Goal >>
Return every line of the rows below that contains the word "blonde", with case counting.

Data provided >>
%%
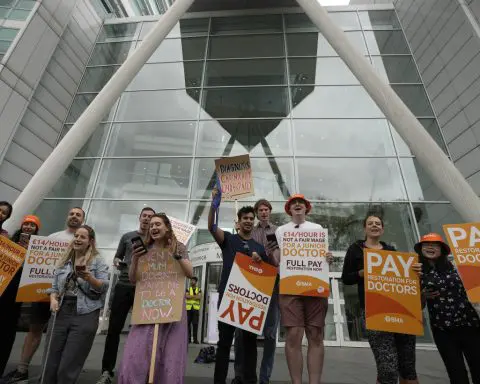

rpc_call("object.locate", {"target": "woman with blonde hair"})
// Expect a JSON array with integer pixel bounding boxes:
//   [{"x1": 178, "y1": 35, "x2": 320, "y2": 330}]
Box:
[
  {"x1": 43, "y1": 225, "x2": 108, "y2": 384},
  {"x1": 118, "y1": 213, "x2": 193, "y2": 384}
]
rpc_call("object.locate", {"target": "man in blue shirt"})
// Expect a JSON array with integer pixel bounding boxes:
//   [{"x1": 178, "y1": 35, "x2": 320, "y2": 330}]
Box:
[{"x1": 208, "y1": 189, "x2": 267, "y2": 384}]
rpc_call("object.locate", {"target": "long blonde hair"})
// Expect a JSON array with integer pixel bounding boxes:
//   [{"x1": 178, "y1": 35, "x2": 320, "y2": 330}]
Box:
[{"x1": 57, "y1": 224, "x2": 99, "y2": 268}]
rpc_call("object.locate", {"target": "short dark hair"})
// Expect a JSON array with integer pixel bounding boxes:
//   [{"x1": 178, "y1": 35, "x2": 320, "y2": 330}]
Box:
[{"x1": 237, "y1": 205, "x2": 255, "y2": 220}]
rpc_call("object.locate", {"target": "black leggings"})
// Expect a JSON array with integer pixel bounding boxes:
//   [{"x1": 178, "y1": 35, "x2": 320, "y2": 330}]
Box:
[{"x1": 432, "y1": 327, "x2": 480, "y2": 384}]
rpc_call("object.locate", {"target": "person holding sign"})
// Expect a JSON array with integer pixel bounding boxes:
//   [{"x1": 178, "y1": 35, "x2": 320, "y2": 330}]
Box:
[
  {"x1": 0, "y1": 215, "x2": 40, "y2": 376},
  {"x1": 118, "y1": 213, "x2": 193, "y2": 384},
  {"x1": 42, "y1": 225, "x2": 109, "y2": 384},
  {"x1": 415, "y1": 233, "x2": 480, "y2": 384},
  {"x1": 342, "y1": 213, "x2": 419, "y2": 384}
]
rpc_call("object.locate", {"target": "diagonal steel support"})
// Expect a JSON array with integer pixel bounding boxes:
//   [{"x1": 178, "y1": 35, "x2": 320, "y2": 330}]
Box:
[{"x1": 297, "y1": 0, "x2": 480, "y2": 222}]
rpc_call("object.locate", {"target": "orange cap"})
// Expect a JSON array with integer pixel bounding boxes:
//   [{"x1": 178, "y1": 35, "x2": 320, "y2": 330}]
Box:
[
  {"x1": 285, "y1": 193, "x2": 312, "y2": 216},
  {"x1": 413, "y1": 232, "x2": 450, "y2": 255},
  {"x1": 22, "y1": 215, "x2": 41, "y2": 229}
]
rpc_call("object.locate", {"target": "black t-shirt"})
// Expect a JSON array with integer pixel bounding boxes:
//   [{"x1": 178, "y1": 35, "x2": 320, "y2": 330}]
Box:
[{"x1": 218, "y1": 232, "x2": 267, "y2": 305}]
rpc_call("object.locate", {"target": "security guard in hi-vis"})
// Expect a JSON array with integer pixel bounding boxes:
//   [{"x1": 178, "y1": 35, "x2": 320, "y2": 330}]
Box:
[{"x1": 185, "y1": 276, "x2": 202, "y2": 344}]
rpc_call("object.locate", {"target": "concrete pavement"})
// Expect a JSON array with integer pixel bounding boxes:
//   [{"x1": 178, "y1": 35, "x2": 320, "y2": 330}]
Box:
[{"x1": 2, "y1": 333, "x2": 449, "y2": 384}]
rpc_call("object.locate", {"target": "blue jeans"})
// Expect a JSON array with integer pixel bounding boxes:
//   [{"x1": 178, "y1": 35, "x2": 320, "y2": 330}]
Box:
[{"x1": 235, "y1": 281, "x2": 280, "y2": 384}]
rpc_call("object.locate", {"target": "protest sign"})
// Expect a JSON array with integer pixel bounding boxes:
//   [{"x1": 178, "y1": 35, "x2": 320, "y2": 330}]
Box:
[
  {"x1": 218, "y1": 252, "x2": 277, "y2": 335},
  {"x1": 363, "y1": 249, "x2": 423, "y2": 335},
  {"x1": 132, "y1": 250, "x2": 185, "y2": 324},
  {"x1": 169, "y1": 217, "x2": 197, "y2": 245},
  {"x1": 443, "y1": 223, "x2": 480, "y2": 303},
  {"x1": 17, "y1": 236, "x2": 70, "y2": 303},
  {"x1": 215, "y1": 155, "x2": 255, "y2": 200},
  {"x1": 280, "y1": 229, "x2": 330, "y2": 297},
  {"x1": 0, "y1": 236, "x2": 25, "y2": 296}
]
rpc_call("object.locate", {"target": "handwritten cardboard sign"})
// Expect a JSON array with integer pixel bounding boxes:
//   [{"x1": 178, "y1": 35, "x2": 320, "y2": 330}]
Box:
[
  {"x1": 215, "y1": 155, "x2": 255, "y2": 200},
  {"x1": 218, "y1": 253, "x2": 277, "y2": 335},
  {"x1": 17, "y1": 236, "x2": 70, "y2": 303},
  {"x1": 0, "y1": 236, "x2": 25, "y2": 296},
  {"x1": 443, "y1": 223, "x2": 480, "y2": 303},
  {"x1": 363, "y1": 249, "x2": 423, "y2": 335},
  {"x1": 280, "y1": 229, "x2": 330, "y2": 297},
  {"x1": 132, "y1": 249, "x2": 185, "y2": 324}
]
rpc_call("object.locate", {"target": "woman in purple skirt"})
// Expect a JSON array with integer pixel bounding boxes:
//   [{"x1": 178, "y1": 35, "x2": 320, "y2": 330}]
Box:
%%
Output of the exercise >>
rpc_call("object.locate", {"target": "woman with blonde hair"})
rpc_call("object.locate", {"target": "long blonde hair"})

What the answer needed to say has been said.